-- START Source text --
The 2017 Southern Conference men’s and women’s basketball tournament winds down tonight at the US Cellular Center with the men’s finalists – squads from UNC Greensboro and East Tennessee State University – battling it out for a victory and the opportunity to move on to compete in the NCAA men’s basketball tournament.

It’s been another great run for an event that pumps an estimated economic impact of $3 million to $4 million as the teams from 10 Southeastern colleges and their fans come to town for a weekend of basketball.

The Southern Conference has held its basketball tournament in Asheville a total of 18 times (counting this year), which ties Asheville with Raleigh for hosting the tournament, which it did several years ago when the conference was structured a bit differently. (The schools in the league are: Western Carolina University, UNC Greensboro, Chattanooga, The Citadel, East Tennessee State University, Furman, Mercer, Samford, the Virginia Military Institute and Wofford.)

Simply put, “Asheville is home” to the event, says Demp Bradford, executive director of the Asheville Buncombe Regional Sports Commission.

The event, which first arrived in Asheville in the 1980s, has been held each year in the mountains since its return in 2012. In an agreement with conference officials, it is scheduled to stay in the city through 2021.
-- END Source text --
-- START Information shown --
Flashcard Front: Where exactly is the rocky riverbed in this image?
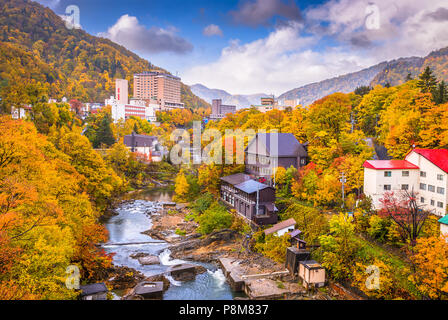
-- END Information shown --
**Instruction:** According to the article on the Southern Conference basketball tournament, through what year is the event scheduled to remain in Asheville?

**Final result:** Through 2021, under an agreement with conference officials.